Put the lines below into a JSON list of strings, one string per line with blank lines left out, beginning at the line that contains "For the audit, pick out each instance of the snow-capped" and continuing through the final line of the items.
=-=-=-=-=
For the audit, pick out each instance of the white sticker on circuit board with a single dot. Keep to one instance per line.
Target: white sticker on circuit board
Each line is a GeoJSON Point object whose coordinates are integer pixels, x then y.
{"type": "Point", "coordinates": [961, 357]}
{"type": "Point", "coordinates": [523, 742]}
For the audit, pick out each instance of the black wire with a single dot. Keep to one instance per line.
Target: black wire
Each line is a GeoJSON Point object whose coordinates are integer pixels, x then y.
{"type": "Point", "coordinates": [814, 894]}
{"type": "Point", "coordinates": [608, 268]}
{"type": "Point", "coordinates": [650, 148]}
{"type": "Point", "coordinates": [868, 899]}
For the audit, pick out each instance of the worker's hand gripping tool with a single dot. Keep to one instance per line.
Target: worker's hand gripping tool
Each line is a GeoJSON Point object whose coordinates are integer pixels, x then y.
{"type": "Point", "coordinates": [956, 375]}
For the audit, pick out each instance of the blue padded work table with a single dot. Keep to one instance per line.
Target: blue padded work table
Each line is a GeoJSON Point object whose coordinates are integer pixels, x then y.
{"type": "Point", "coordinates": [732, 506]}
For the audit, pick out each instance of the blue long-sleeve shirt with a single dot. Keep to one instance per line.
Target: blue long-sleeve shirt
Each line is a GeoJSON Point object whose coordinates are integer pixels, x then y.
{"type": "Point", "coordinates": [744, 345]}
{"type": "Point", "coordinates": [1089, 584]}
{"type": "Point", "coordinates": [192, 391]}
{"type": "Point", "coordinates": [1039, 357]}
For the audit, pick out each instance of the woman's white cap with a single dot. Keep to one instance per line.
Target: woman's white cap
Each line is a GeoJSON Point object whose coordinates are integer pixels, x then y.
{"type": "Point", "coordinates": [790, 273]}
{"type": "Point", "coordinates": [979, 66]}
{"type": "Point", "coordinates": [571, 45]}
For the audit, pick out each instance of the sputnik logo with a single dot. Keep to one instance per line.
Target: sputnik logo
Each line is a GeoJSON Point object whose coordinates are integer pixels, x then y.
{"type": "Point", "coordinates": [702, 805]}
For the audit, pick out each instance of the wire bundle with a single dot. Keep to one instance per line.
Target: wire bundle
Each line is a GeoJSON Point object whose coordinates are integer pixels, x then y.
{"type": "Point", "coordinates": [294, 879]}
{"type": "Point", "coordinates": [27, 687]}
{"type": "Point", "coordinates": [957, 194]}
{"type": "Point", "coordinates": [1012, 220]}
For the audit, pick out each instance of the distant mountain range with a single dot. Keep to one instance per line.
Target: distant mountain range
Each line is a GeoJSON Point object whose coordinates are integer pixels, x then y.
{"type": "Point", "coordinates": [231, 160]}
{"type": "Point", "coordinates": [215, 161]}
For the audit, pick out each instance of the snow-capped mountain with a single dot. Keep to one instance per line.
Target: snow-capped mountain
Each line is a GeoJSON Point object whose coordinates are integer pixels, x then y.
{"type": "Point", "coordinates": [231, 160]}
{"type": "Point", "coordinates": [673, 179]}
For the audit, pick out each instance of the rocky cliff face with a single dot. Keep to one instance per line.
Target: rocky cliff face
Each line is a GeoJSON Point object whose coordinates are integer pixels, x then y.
=-=-=-=-=
→ Response below:
[
  "For the audit, pick out each instance of the snow-capped mountain with a single dot. Keep to one instance per line.",
  "Target: snow-capped mountain",
  "Each line is a GeoJSON Point object whose coordinates are integer pixels, x then y.",
  "{\"type\": \"Point\", \"coordinates\": [231, 160]}",
  "{\"type\": \"Point\", \"coordinates\": [673, 179]}",
  "For the audit, pick out each instance of the rocky cliff face with a single dot. Keep to one instance per line.",
  "Target: rocky cliff face",
  "Each line is a GeoJSON Point object whose coordinates are integer pixels, x then y."
]